*Excerpted records:*
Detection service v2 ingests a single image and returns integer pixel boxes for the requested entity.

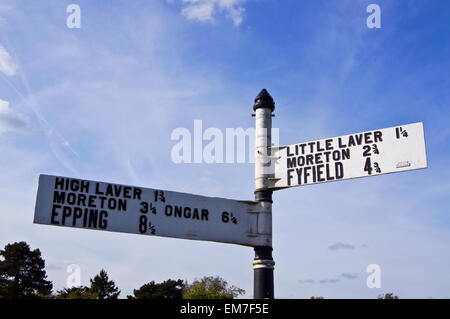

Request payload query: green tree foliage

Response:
[54,269,120,299]
[54,286,98,299]
[378,292,399,299]
[90,269,120,299]
[183,276,245,299]
[128,279,185,299]
[0,241,53,298]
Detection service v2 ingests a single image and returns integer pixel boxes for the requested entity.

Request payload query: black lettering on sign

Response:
[95,183,104,195]
[73,207,83,226]
[140,201,148,213]
[317,141,325,152]
[335,162,344,179]
[53,191,66,204]
[140,202,156,214]
[62,206,72,225]
[139,215,147,234]
[316,164,325,182]
[52,190,127,211]
[287,146,294,157]
[88,209,98,228]
[66,193,76,205]
[364,132,373,144]
[308,142,315,153]
[54,178,90,193]
[303,167,311,184]
[94,182,142,200]
[201,209,209,221]
[165,205,173,216]
[342,148,350,160]
[184,207,191,218]
[332,151,340,161]
[325,139,334,150]
[222,212,229,223]
[88,196,96,208]
[295,168,302,185]
[299,144,307,154]
[287,157,296,169]
[372,144,379,154]
[287,169,295,186]
[175,206,182,218]
[54,178,65,191]
[312,165,317,182]
[338,132,383,149]
[326,164,334,181]
[364,157,373,175]
[374,131,382,142]
[77,194,86,206]
[286,148,350,172]
[163,205,208,221]
[50,205,109,229]
[154,191,166,202]
[51,205,60,225]
[99,211,108,229]
[134,188,142,200]
[83,209,88,227]
[395,127,408,139]
[291,162,345,185]
[363,145,371,157]
[315,153,323,165]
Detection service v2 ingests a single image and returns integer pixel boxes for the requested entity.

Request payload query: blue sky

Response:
[0,0,449,298]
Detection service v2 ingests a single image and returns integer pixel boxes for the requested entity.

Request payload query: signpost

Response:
[270,122,427,189]
[34,175,270,247]
[33,89,428,299]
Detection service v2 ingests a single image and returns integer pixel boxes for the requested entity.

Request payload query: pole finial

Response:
[253,88,275,112]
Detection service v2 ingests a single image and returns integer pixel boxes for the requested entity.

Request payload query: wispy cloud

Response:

*Work instructions:* All entries above are to be restated exactly, with every image omitted.

*Your response:*
Detection service v2 ingests a single image and returns integer pixel boxes for the requested entity.


Request payload query: green tree foliage

Response:
[54,269,120,299]
[54,286,98,299]
[378,292,399,299]
[90,269,120,299]
[183,276,245,299]
[128,279,185,299]
[0,241,53,298]
Detection service v2 ingests a single image and returns integer pixel boxes for the requested entity.

Request payload query: black lettering on sign

Response:
[95,183,104,195]
[73,207,83,226]
[140,201,148,213]
[317,141,325,152]
[335,162,344,179]
[53,191,66,204]
[140,202,156,214]
[62,206,72,225]
[139,215,147,234]
[316,164,325,182]
[52,190,127,211]
[287,146,294,157]
[88,209,98,228]
[66,193,76,205]
[364,132,373,144]
[308,142,315,153]
[54,178,90,193]
[303,167,311,184]
[94,182,142,200]
[201,209,209,221]
[165,205,173,216]
[342,148,350,160]
[184,207,191,218]
[332,151,340,161]
[325,139,334,150]
[222,212,229,223]
[88,196,96,208]
[295,168,302,185]
[299,144,307,154]
[287,157,296,169]
[372,144,379,154]
[287,169,295,186]
[175,206,182,218]
[54,178,65,191]
[312,165,317,182]
[338,132,383,149]
[326,164,334,181]
[364,157,373,175]
[374,131,382,142]
[77,194,86,206]
[286,148,350,172]
[163,205,208,221]
[50,205,109,229]
[154,191,166,202]
[51,205,60,225]
[99,211,108,229]
[134,188,142,200]
[83,209,88,227]
[395,127,408,139]
[291,162,345,185]
[363,145,371,157]
[315,153,323,165]
Detection service v2 ingests a single image and returns integer pixel boxes for the requested entity.

Request payload query: blue sky

Response:
[0,0,449,298]
Detection service v2 ingests a single image and returns integer pixel boxes for the requested entity.

Request payload query: signpost

Response:
[270,122,427,189]
[34,175,270,247]
[33,89,428,299]
Detection service v2 ingests a single image and returns integer pixel boxes for the requested entity.

Request payload query: pole finial

Response:
[253,88,275,112]
Detection service v2 ingests a single image and returns integer pixel boxes for the requested entity.

Request payload query: wispy cloud

Response:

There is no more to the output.